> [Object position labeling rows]

** begin **

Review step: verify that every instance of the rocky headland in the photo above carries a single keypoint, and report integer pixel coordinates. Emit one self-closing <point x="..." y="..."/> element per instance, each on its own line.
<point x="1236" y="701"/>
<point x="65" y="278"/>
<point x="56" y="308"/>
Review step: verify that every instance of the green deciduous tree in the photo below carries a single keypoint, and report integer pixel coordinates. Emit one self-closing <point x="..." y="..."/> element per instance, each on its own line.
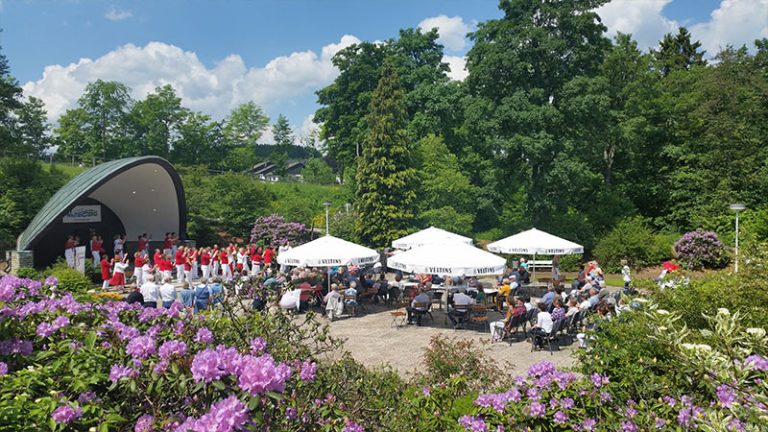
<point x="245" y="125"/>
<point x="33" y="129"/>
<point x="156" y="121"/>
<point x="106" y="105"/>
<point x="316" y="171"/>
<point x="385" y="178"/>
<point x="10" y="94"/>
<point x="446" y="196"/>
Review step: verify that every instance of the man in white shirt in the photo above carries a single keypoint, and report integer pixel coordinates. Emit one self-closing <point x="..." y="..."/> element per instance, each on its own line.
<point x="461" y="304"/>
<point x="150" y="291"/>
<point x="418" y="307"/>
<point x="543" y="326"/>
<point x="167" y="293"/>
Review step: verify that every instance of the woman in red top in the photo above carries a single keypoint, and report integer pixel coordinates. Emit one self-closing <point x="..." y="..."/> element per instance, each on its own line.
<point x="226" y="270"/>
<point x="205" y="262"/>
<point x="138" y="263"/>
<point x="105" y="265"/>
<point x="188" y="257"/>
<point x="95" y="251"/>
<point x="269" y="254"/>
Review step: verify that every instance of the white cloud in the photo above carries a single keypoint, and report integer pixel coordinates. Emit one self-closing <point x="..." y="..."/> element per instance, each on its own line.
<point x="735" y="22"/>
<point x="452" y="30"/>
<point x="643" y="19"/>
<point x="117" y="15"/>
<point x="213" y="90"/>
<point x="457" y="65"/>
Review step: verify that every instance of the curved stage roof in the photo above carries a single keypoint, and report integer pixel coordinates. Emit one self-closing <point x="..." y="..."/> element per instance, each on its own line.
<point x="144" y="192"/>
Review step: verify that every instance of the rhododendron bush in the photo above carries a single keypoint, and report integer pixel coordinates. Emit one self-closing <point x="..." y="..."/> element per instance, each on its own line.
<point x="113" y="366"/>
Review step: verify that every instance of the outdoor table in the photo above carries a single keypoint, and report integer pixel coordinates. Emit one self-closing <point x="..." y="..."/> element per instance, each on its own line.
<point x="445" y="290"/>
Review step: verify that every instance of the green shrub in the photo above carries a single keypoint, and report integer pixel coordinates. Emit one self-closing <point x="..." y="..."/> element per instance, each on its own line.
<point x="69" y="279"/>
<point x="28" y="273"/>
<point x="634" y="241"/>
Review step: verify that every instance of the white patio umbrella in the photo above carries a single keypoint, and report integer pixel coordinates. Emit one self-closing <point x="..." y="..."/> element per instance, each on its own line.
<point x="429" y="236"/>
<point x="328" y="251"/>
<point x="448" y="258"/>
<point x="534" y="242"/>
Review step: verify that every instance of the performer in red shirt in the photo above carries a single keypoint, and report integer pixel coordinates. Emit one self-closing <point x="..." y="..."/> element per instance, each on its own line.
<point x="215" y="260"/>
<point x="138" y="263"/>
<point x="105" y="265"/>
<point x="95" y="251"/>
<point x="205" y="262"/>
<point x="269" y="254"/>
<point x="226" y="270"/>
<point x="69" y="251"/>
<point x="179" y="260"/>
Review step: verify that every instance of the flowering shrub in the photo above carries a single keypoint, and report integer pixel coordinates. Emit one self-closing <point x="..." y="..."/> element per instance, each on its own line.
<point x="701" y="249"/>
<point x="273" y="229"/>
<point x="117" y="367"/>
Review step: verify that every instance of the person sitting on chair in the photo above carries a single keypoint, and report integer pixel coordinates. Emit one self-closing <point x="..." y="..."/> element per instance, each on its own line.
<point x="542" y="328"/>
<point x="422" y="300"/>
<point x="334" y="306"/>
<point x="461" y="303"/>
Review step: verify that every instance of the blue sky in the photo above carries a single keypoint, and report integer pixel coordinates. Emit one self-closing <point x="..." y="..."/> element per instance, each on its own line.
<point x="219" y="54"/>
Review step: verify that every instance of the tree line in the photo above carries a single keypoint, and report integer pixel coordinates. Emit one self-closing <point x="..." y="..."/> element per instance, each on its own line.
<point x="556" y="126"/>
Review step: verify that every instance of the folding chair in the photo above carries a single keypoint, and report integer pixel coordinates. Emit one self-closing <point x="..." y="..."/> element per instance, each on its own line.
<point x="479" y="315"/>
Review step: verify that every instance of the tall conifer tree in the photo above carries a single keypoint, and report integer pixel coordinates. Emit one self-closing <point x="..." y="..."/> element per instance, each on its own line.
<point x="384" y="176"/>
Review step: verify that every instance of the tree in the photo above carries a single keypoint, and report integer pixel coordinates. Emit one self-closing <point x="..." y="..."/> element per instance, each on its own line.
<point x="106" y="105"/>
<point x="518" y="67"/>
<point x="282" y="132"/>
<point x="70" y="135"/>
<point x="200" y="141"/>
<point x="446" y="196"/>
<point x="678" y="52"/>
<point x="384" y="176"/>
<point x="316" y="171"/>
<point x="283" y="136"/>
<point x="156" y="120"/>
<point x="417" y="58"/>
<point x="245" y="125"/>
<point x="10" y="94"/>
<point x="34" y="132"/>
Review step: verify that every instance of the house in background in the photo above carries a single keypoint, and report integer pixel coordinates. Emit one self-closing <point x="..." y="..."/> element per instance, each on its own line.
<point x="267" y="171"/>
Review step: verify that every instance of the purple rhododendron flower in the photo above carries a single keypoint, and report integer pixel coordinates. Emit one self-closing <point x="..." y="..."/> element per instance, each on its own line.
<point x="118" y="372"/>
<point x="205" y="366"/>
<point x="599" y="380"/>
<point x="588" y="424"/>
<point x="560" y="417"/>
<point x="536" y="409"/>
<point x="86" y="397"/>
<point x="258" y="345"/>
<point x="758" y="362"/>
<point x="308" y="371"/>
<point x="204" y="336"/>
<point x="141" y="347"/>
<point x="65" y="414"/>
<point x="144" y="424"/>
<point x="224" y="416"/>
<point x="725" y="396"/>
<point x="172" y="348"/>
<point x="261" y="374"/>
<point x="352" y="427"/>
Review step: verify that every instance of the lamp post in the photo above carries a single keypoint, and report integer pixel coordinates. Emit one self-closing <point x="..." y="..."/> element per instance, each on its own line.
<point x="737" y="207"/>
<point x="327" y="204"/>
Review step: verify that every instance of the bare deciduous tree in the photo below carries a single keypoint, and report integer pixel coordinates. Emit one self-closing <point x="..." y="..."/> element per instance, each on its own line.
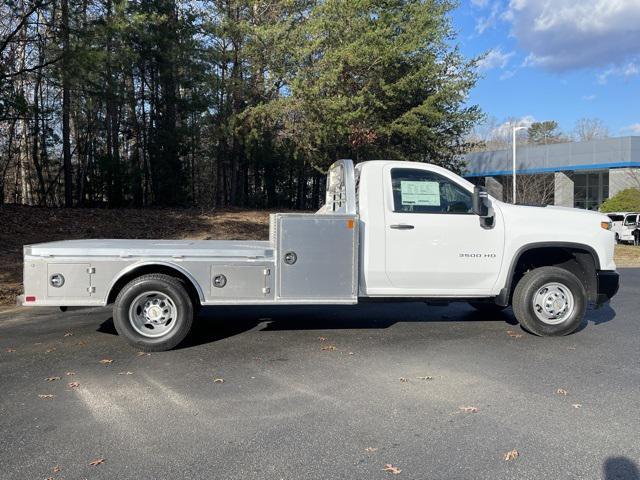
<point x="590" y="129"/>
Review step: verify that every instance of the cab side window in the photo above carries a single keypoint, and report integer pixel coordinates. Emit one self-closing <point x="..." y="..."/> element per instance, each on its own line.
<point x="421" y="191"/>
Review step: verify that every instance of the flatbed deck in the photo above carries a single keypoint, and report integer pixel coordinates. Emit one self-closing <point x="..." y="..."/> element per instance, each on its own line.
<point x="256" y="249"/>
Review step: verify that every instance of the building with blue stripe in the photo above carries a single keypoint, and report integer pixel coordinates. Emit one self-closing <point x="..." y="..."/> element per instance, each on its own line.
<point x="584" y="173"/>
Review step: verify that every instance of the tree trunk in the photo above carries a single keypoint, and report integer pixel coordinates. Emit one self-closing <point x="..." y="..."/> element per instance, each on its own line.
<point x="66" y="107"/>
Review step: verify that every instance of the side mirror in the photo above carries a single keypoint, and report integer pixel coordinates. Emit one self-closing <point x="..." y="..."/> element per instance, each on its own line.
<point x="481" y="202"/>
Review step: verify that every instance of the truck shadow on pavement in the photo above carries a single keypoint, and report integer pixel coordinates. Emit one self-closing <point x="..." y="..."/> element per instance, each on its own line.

** end **
** begin **

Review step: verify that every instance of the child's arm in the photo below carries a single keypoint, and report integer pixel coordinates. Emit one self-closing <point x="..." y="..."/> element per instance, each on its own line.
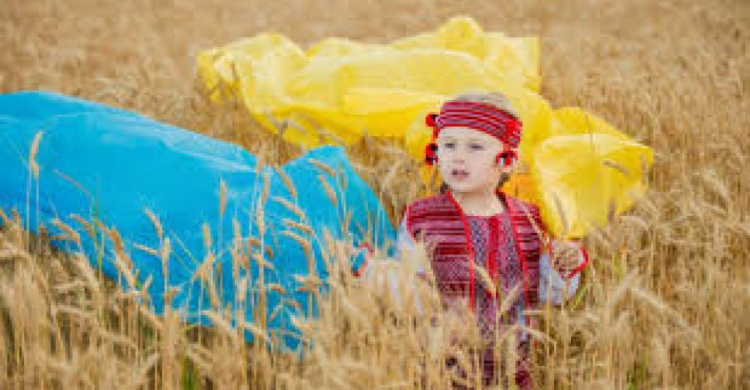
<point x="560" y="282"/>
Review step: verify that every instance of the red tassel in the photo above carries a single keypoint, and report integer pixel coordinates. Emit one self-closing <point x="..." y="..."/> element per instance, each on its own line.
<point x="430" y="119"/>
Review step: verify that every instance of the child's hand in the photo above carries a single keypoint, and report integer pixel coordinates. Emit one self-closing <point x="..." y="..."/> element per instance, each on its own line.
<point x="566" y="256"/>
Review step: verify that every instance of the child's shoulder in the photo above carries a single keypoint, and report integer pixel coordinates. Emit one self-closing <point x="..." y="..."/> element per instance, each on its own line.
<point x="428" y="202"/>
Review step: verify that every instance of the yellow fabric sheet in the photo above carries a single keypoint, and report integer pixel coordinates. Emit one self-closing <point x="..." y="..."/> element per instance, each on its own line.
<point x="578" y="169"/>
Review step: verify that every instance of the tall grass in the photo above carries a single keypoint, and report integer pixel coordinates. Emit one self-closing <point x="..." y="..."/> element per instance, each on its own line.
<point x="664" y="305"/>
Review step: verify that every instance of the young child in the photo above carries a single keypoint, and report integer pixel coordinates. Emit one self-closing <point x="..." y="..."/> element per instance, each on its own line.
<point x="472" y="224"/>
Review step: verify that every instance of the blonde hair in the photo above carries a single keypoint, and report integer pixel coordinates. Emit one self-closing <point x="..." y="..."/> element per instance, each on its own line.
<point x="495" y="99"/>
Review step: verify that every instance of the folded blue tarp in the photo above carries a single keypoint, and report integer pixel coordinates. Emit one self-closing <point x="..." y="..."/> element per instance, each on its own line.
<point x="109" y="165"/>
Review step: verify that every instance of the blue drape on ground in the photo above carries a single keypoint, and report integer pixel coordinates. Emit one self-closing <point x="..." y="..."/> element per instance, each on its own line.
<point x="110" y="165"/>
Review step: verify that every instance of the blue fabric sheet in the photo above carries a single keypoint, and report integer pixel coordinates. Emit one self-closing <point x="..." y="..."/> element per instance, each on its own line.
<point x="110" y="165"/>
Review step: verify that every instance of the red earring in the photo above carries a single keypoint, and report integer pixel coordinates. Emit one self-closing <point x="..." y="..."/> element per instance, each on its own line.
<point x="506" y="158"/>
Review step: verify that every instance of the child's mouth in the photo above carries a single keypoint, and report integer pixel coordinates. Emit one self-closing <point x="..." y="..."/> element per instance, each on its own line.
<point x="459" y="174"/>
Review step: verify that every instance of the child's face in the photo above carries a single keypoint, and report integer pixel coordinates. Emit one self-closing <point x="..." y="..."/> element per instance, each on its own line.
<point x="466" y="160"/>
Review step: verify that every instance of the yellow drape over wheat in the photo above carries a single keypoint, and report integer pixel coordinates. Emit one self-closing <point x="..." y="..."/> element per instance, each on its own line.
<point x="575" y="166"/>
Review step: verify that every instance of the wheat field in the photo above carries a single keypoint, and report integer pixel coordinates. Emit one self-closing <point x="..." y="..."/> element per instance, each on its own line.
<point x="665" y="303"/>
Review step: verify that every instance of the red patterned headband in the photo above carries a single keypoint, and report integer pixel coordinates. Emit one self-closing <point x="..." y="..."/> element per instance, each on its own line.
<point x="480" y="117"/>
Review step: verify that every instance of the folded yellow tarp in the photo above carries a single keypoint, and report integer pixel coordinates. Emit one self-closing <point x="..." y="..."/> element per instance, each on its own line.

** end **

> [Your instructions]
Rewrite the rows from the line containing "Review step: verify that every instance of the red earring" through the line containing "Review step: verify that every instance of the folded yellow" as a JSON list of strings, with each line as its own string and blank lines dropped.

> [Right answer]
[
  "Review step: verify that every instance of the red earring in the photo above carries a single keypoint, and report integer pixel coordinates. Emit one self-closing <point x=\"...\" y=\"...\"/> element per instance, each on its own line.",
  "<point x=\"506\" y=\"158\"/>",
  "Review step: verify that every instance of the child's mouth in the photo above carries a single keypoint, and report integer pixel coordinates. Emit one self-closing <point x=\"...\" y=\"...\"/> element per instance, each on its own line.",
  "<point x=\"459\" y=\"174\"/>",
  "Review step: verify that every instance of the child's face in the photo above carries a single keypoint, and report integer pixel coordinates. Emit one self-closing <point x=\"...\" y=\"...\"/> element per instance, each on its own line.",
  "<point x=\"466\" y=\"160\"/>",
  "Review step: verify that every instance of the yellow drape over wheat in the photo above carries a single keypoint, and report integer pixel coordinates. Emit one self-closing <point x=\"...\" y=\"...\"/> element per instance, each on its own line.",
  "<point x=\"575\" y=\"166\"/>",
  "Review step: verify that every instance of the wheat field in the photo above carries a single keypoint, and report integer pixel coordinates. Emit one self-closing <point x=\"...\" y=\"...\"/> element per instance, each on its own line.",
  "<point x=\"665\" y=\"303\"/>",
  "Review step: verify that every instance of the red patterned headband in the photo above carries a single keypoint, and report integer pixel coordinates. Emit one self-closing <point x=\"...\" y=\"...\"/> element per instance, each on its own line.",
  "<point x=\"480\" y=\"117\"/>",
  "Review step: verify that every instance of the folded yellow tarp in the photo above carries a single keypoint, and report integer pixel coordinates. Emit one self-closing <point x=\"...\" y=\"...\"/> element per instance, each on its own line."
]